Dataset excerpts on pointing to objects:
----

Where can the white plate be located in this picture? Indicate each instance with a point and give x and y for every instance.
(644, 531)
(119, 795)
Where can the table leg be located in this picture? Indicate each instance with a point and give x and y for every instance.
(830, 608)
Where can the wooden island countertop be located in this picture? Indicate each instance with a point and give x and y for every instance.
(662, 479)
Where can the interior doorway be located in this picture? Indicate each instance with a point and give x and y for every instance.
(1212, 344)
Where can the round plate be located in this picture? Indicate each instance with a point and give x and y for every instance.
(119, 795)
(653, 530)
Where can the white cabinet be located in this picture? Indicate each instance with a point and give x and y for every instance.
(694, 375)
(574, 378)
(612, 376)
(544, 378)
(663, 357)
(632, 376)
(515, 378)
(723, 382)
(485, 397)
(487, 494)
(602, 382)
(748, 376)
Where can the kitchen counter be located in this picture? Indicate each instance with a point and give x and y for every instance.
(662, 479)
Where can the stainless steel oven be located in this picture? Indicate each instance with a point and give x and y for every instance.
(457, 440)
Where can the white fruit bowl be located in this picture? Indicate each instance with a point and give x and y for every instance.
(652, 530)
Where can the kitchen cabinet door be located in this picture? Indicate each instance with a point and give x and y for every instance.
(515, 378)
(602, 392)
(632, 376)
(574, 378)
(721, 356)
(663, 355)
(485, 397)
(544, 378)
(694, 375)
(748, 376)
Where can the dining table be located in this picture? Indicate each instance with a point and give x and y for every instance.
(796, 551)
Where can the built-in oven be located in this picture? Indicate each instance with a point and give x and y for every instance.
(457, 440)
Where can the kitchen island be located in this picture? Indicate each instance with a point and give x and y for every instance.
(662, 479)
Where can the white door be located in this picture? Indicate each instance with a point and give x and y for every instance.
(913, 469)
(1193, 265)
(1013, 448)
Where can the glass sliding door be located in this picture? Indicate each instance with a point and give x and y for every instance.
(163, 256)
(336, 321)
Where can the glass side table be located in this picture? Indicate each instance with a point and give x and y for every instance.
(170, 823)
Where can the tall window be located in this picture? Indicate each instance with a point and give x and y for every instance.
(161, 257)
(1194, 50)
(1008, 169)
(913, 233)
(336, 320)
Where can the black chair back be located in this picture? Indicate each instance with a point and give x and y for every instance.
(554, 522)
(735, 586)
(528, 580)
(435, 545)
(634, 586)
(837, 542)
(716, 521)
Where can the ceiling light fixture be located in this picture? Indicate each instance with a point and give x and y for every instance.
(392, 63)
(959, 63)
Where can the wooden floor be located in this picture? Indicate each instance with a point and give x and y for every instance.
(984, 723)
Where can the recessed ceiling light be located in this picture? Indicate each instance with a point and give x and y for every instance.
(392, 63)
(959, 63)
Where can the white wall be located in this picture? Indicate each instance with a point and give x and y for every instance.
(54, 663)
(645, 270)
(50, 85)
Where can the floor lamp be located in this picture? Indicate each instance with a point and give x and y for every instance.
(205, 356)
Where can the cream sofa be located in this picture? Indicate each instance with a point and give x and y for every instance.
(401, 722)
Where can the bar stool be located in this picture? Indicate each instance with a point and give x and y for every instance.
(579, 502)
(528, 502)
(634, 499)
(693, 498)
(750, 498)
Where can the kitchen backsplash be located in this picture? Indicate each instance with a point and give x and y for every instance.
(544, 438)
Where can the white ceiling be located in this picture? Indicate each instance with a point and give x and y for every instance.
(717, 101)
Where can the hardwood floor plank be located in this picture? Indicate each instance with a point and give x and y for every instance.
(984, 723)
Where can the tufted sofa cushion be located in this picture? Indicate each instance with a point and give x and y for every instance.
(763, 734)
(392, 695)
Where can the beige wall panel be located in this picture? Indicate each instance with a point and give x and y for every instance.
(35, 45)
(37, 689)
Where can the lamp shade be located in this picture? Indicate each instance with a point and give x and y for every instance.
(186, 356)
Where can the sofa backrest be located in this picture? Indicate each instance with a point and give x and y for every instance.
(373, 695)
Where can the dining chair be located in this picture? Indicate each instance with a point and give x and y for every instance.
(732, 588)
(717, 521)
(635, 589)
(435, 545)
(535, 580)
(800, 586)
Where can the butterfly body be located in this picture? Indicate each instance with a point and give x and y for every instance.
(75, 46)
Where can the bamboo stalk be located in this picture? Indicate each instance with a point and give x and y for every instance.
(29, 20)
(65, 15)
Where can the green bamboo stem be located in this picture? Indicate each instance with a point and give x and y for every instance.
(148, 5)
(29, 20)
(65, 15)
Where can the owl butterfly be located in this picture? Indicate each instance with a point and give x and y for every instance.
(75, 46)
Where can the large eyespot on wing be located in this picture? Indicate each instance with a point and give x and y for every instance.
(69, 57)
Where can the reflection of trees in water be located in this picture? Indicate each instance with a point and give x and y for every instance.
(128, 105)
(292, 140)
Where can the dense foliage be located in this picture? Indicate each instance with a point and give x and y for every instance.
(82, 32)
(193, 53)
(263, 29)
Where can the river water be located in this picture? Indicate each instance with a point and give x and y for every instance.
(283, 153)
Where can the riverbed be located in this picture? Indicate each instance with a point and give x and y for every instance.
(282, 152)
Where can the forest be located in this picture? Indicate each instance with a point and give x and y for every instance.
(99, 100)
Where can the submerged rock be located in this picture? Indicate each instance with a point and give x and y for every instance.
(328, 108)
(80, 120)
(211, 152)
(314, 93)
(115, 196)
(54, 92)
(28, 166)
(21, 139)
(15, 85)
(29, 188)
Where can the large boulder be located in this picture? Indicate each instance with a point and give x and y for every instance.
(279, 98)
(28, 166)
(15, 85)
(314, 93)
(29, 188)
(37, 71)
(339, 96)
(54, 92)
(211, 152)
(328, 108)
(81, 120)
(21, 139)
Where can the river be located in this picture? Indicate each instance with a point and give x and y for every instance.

----

■ Request: Print the items again word for word, starting at the line that contains "Where can the owl" and stopping after the final item, with both ends included.

■ Completed task:
Where can the owl butterfly be located in this picture? Indicate each instance with a point and give x and y for every instance.
(75, 46)
Where can the large eyespot on wing be located in this picture? Indicate each instance with a point and give x and y for every instance.
(69, 57)
Where can the reflection of trees in water be located in this picture? Indicate each instance with a point and give x and y for every instance.
(128, 105)
(292, 140)
Where can the dense foliage be located in this picture? Indicate each instance with a point and give x and y for every instance.
(82, 32)
(193, 53)
(263, 29)
Where can the river water be located in this picture? Indicate each instance with a point and give x and y for every instance.
(283, 153)
Where can the riverbed be located in this picture? Indicate each instance with a point and give x and y for every instance.
(282, 152)
Where can the forest be located in this picture? Indicate each instance with a point and give x and y for every instance.
(99, 100)
Where can the submerged rock be located in this picture? Indicate each instance with a point and give x and y for every instance.
(328, 108)
(80, 120)
(211, 152)
(314, 93)
(115, 196)
(54, 92)
(28, 166)
(21, 139)
(15, 85)
(29, 188)
Where can the large boulder be located in this picture? Indicate each instance with a point and give x and y for every instance.
(279, 98)
(28, 166)
(15, 85)
(314, 93)
(29, 188)
(37, 71)
(339, 96)
(54, 92)
(211, 152)
(328, 108)
(81, 120)
(21, 139)
Where can the river be located in this picture? Indicate each instance with a point and give x and y for every instance.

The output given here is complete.